Your three times measuring LDL are the dependent . It seems weird to not have an independent on the other side of the equation, but that’s the way it is. In your REPEATED statement you give a name for the repeated variable and the number of levels. I used “drug” here to be consistent but actually, this could be any name at all. I could have used “frog” or “rutabaga” instead and it would have worked just as well.
proc glm data = mrg ;
model ldla ldlb ldlc = /nouni ;
repeated drug 3 (1 2 3) ;
Now you can be happy.
Any time you learn anything new it can be intimidating. That is true of programming as well as anything else. It may be even more true of using statistical software because you combine the uneasiness many people have about learning statistics with learning a new language.
To a statistician, this error message makes perfect sense:
ERROR: Variable BP_Status in list does not match type prescribed for this list.
but to someone new to both statistics and SAS it may be clear as mud.
Here is your problem.
The procedure you are using, PROC UNIVARIATE , PROC MEANS is designed ONLY for numeric variables. You have tried to use it for a categorical variable.
This error means you’ve used a categorical variable in a list where only numeric variables are expected. For example, bp_status is “High”, “Normal” and “Optimal”
You cannot find the mean or standard deviation of words, so your procedure has an error.
So … what do you do if you need descriptive statistics?
Go back to your PROC UNIVARIATE or PROC MEANS and delete the offending variables. Re-run it with only numeric variables.
For your categorical variables, use a PROC FREQ for a frequency distribution and/ or PROC GCHART.
Computing confidence intervals is one of the areas where beginning statistics students have the most trouble. It is not as difficult if you break it down into steps, and if you use SAS or other statistical software.
Here are the steps:
1. Compute the statistic of interest– that is mean, proportion, difference between means
2. Compute the standard error of the statistic
3. Obtain critical value. Do you have 30 or more in your sample and are you interested in the 95% confidence interval?
- If yes, multiply standard error by 1.96
- If no (fewer people), look up t-value for your sample size for .95
- If no (different alpha level) look up z-value for your alpha level
- If no (different alpha level AND less than 30) look up the t-value for your alpha level.
4. Multiply the critical value you obtained in step #3 by the standard error you obtained in #2
5. Subtract the result you obtained in step #4 from the statistic you obtained in #1 . That is your lower confidence limit.
6. Add the result you obtained in step #4 to the statistic you obtained in #1. That is your upper confidence limit.
Simplifying it with SAS
Here is a homework problem:
The following data are collected as part of a study of coffee consumption among undergraduate students. The following reflect cups per day consumed:
3 4 6 8 2 1 0 2
A. Compute the sample mean.
B. Compute the sample standard deviation.
C. Construct a 95% confidence interval
I did this in SAS as so
data coffee ;
input cups ;
proc means mean std stderr;
var cups ;
I get the follow results.
|Analysis Variable : cups|
|Mean||Std Dev||Std Error|
These results give me A and B. Now, all I need to do to compute C is find the correct critical value. I look it up and find that it is 2.365
3.25 – 2.365 * .94 = 1.03
3.25 + 2.365 * .94 = 5.47
That is my confidence interval (1.03, 5.47)
If you want to verify it, or just don’t want to do any computations at all, you can do this
Proc means clm mean stddev ;
var cups ;
You will end up with the same confidence intervals.
Prediction: At least one person who reads this won’t believe me, will run the analysis and be surprised when I am right.

· · · · · · ·

**HOW TO COMPLETE THIS TASK**
Reproduce word for word the part of the SAS text above that opens with the words "4. Multiply the" and closes with "the sample mean.".

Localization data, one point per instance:
· · · · · · ·

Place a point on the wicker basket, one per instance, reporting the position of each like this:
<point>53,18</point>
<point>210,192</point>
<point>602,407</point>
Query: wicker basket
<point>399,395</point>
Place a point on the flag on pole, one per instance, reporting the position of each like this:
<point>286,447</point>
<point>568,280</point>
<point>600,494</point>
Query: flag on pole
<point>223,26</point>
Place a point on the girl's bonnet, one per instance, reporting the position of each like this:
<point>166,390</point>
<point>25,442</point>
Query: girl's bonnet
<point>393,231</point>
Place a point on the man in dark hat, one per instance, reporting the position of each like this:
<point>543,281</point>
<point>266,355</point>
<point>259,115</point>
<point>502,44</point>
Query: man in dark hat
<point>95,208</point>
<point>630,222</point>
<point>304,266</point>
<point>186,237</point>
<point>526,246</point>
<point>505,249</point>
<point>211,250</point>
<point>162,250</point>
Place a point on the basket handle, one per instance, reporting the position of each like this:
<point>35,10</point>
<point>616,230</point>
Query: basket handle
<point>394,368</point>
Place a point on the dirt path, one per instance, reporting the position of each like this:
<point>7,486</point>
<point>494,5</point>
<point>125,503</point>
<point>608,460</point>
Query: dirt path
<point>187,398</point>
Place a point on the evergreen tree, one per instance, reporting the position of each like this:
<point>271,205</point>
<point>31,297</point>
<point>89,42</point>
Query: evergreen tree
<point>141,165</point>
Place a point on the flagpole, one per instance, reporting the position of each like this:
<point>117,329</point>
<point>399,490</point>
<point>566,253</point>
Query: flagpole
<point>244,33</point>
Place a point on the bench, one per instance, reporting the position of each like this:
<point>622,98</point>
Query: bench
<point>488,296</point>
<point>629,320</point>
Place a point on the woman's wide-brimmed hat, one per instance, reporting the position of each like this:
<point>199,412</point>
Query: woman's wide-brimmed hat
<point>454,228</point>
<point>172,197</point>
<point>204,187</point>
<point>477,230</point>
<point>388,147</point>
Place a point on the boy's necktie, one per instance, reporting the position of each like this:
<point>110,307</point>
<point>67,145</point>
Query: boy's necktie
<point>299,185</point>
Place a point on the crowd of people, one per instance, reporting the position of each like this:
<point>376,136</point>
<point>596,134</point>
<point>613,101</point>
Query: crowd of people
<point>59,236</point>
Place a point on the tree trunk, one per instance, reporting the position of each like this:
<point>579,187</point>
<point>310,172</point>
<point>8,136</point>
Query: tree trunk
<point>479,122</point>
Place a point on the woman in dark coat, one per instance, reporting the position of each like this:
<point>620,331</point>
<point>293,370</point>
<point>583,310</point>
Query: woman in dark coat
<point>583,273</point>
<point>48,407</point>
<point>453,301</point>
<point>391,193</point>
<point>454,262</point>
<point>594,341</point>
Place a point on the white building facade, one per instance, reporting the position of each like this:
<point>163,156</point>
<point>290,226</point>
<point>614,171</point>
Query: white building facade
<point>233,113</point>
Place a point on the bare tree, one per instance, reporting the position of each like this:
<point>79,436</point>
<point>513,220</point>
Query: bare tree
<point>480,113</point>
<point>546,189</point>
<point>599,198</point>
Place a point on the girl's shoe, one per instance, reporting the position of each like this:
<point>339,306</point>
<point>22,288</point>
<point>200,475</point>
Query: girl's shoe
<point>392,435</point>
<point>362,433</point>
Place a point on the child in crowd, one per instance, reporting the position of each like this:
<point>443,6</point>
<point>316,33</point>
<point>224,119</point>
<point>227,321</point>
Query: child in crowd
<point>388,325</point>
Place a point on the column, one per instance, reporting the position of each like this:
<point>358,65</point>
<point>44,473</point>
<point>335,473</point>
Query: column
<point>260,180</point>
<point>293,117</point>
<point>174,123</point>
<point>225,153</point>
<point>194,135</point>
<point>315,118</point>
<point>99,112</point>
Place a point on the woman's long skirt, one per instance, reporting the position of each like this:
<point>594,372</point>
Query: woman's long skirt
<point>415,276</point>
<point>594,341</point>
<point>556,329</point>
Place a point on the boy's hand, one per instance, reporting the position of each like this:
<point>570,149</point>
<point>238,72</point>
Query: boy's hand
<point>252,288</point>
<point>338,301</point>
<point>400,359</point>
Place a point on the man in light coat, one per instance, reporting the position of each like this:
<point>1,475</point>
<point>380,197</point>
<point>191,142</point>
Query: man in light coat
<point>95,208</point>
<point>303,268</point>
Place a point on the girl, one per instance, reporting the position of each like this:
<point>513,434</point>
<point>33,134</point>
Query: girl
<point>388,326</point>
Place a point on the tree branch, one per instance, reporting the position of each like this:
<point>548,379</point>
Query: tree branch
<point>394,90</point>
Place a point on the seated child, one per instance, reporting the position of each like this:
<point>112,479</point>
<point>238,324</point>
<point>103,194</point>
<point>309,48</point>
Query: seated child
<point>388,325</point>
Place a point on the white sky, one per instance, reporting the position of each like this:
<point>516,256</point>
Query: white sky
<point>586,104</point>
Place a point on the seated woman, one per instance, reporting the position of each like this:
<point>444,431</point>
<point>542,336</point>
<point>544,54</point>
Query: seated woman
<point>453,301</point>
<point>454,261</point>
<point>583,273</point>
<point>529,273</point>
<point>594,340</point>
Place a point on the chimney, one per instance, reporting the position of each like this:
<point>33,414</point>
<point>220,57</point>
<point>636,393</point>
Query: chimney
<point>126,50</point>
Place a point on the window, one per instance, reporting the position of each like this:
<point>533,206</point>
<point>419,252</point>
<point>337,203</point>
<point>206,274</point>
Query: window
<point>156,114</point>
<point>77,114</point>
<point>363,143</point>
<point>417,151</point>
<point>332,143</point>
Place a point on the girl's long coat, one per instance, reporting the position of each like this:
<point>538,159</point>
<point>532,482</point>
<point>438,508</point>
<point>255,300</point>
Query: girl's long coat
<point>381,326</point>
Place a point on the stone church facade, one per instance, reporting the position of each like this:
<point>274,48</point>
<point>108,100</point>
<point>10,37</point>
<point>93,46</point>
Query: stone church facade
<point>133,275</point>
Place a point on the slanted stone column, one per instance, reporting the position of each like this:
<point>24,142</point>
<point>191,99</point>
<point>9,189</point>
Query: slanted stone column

· · · · · · ·

**RESPONSE AREA**
4. Multiply the critical value you obtained in step #3 by the standard error you obtained in #2
5. Subtract the result you obtained in step #4 from the statistic you obtained in #1 . That is your lower confidence limit.
6. Add the result you obtained in step #4 to the statistic you obtained in #1. That is your upper confidence limit.
Simplifying it with SAS
Here is a homework problem:
The following data are collected as part of a study of coffee consumption among undergraduate students. The following reflect cups per day consumed:
3 4 6 8 2 1 0 2
A. Compute the sample mean.